◆ WHAT TO DO
Every entry below should be transcribed exactly; pictures stay out of the copy.

>>>

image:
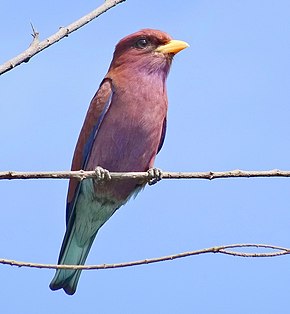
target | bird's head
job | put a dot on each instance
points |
(147, 51)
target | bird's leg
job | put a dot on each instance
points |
(102, 174)
(154, 175)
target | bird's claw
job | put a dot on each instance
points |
(154, 175)
(102, 174)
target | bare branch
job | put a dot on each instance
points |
(145, 176)
(36, 46)
(225, 249)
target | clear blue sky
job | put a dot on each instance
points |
(229, 107)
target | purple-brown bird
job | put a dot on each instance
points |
(123, 131)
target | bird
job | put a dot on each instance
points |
(123, 131)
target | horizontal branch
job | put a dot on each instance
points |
(225, 249)
(36, 46)
(81, 174)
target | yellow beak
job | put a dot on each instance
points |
(174, 46)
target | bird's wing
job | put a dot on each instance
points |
(162, 135)
(95, 115)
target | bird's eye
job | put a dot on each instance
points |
(142, 43)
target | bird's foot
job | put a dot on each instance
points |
(102, 174)
(154, 175)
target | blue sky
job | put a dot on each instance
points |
(229, 101)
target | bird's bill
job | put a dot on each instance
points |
(174, 46)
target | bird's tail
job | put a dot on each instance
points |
(71, 254)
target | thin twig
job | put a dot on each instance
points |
(36, 46)
(278, 251)
(81, 174)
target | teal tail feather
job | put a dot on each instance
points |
(71, 254)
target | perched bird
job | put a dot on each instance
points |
(123, 131)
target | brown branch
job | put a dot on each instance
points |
(36, 46)
(225, 249)
(81, 174)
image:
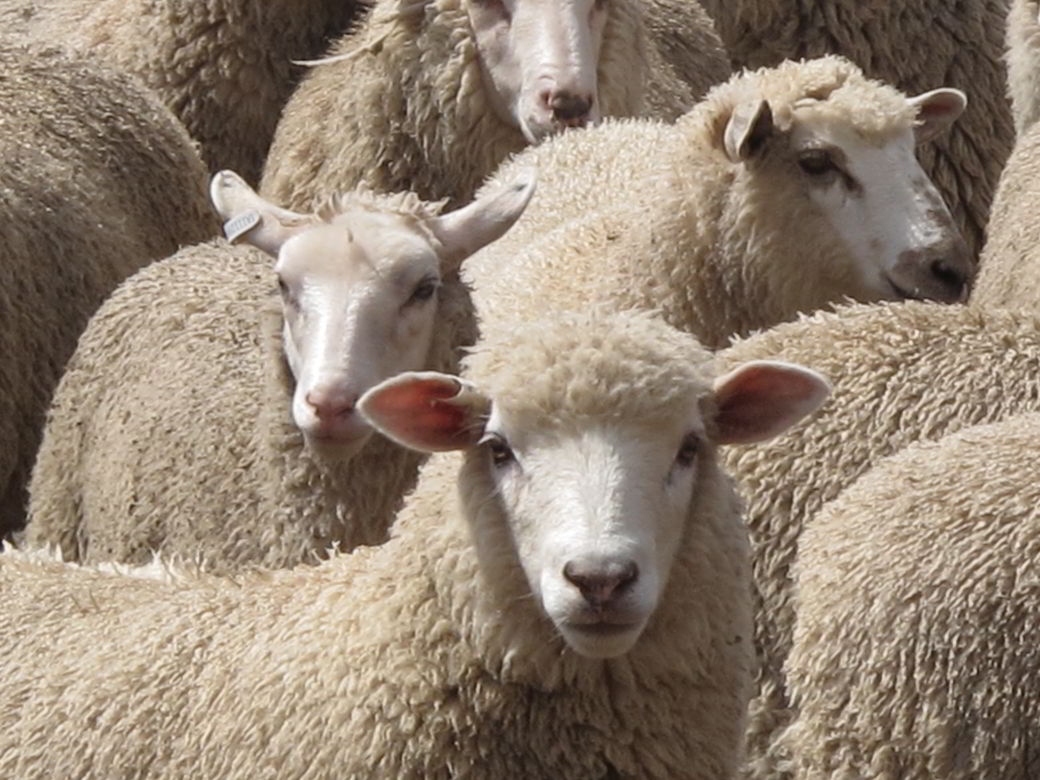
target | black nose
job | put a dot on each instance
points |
(599, 581)
(567, 107)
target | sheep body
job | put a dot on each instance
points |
(657, 216)
(1007, 267)
(413, 658)
(98, 180)
(912, 653)
(1023, 62)
(914, 46)
(198, 453)
(410, 110)
(901, 372)
(224, 67)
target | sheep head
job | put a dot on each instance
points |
(582, 467)
(359, 287)
(540, 60)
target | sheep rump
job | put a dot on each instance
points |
(99, 179)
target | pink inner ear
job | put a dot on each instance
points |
(760, 400)
(416, 414)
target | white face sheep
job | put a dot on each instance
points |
(432, 655)
(540, 58)
(595, 509)
(871, 189)
(359, 292)
(785, 190)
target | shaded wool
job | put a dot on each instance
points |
(1008, 273)
(914, 654)
(900, 372)
(650, 215)
(224, 67)
(1023, 62)
(180, 381)
(916, 45)
(409, 109)
(97, 180)
(408, 659)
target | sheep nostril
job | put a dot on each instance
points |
(600, 583)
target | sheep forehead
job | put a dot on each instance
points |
(829, 85)
(358, 245)
(631, 368)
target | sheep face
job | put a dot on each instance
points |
(540, 59)
(359, 290)
(590, 492)
(891, 235)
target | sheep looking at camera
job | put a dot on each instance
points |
(786, 189)
(566, 596)
(201, 417)
(433, 96)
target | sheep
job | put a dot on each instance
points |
(1022, 56)
(203, 417)
(565, 594)
(914, 653)
(1007, 269)
(901, 372)
(914, 45)
(432, 97)
(98, 179)
(224, 67)
(786, 189)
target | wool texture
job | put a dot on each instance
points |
(900, 372)
(913, 654)
(916, 46)
(414, 658)
(98, 180)
(410, 110)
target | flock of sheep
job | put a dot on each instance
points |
(578, 389)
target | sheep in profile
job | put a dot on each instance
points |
(785, 190)
(914, 652)
(203, 418)
(432, 96)
(901, 372)
(564, 597)
(224, 67)
(98, 179)
(915, 45)
(1023, 62)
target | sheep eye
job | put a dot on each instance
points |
(423, 291)
(816, 162)
(687, 451)
(500, 452)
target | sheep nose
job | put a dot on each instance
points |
(952, 277)
(601, 581)
(570, 109)
(330, 405)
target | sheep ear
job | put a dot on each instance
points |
(748, 128)
(472, 227)
(250, 217)
(762, 398)
(426, 411)
(936, 111)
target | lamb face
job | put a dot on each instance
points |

<<<

◆ RESPONSE
image:
target | bird's head
job | put a dot on each instance
points |
(147, 51)
target | bird's leg
job | put a dot on each instance
points |
(102, 174)
(154, 175)
target | bird's claw
job | put a dot on each instance
points |
(154, 175)
(102, 174)
target | bare branch
job | put a dot on each instance
points |
(145, 176)
(36, 46)
(225, 249)
target | clear blue sky
job | put a dot on each instance
points |
(229, 107)
target | purple-brown bird
job | put a dot on each instance
points |
(123, 131)
target | bird
job | put a dot on each instance
points |
(123, 131)
target | horizontal branch
job | put a dot on each instance
points |
(225, 249)
(36, 46)
(81, 174)
target | yellow beak
job | put a dot on each instance
points |
(174, 46)
target | bird's wing
job | put a dot on each instance
points |
(162, 135)
(95, 115)
target | bird's eye
job | put a dot on each instance
points |
(142, 43)
target | bird's foot
job | put a dot on each instance
points |
(102, 174)
(154, 175)
target | blue sky
job | put a dot on each instance
points |
(229, 101)
target | bird's bill
job | put a dot on each instance
points |
(174, 46)
target | bird's tail
job | put a dot on each instance
points |
(71, 254)
target | thin twig
job | put a dot on each instance
points |
(36, 46)
(278, 251)
(81, 174)
target | teal tail feather
job | put a dot on each instance
points |
(71, 254)
target | perched bird
job | put a dot on each instance
points |
(123, 131)
target | brown branch
job | put a dot on each instance
points |
(36, 46)
(225, 249)
(81, 174)
image:
target | black nose
job | put a dot on each instance
points |
(599, 581)
(567, 107)
target | sheep body
job | put a dot on each instance
points |
(657, 216)
(1007, 267)
(413, 658)
(98, 180)
(912, 653)
(1023, 62)
(914, 46)
(198, 453)
(410, 110)
(901, 372)
(224, 67)
target | sheep head
job | put a dot on each instance
points |
(582, 467)
(359, 287)
(540, 60)
target | sheep rump
job | put a dot on each instance
points |
(99, 179)
target | pink inner ear
job | put a dot on each instance
points |
(760, 400)
(416, 414)
target | white face sheep
job | put a dot on each instance
points |
(432, 655)
(540, 58)
(595, 509)
(871, 189)
(359, 292)
(785, 190)
target | shaded wool
job | put a dot on each instance
points |
(1008, 273)
(914, 654)
(900, 372)
(650, 215)
(224, 67)
(1023, 62)
(180, 381)
(916, 45)
(409, 109)
(97, 180)
(408, 659)
target | sheep nostril
job | put a dot on each instance
points |
(600, 583)
target | sheep forehead
job | put a dot on each instance
points |
(829, 85)
(358, 245)
(631, 368)
target | sheep face
job | put a dot on each instance
points |
(540, 59)
(359, 290)
(590, 492)
(891, 235)
target | sheep looking at camera
job | put a dot on each instance
points |
(786, 189)
(566, 596)
(201, 417)
(433, 96)
target | sheep
job | put a dot on each instance
points |
(1022, 56)
(203, 417)
(565, 594)
(914, 653)
(1007, 269)
(901, 372)
(914, 45)
(432, 97)
(98, 179)
(224, 67)
(786, 189)
target | wool texture
job | put a dot on each instance
points |
(900, 372)
(913, 654)
(916, 46)
(414, 658)
(98, 180)
(410, 110)
target | flock of sheep
job | put a dot on each instance
points |
(578, 389)
target | sheep in profile
job | put a dot on each instance
points |
(785, 190)
(914, 652)
(203, 418)
(432, 96)
(901, 372)
(564, 597)
(224, 67)
(98, 179)
(915, 45)
(1023, 62)
target | sheep eye
job | put a dot on each instance
points |
(423, 291)
(816, 162)
(687, 451)
(500, 452)
target | sheep nose
job | put a dot on each instance
points |
(952, 277)
(601, 581)
(570, 109)
(330, 405)
target | sheep ear
job | put a dot on each instance
points |
(748, 128)
(472, 227)
(250, 217)
(762, 398)
(426, 411)
(936, 111)
target | lamb face
job | put a dot on each instance
points |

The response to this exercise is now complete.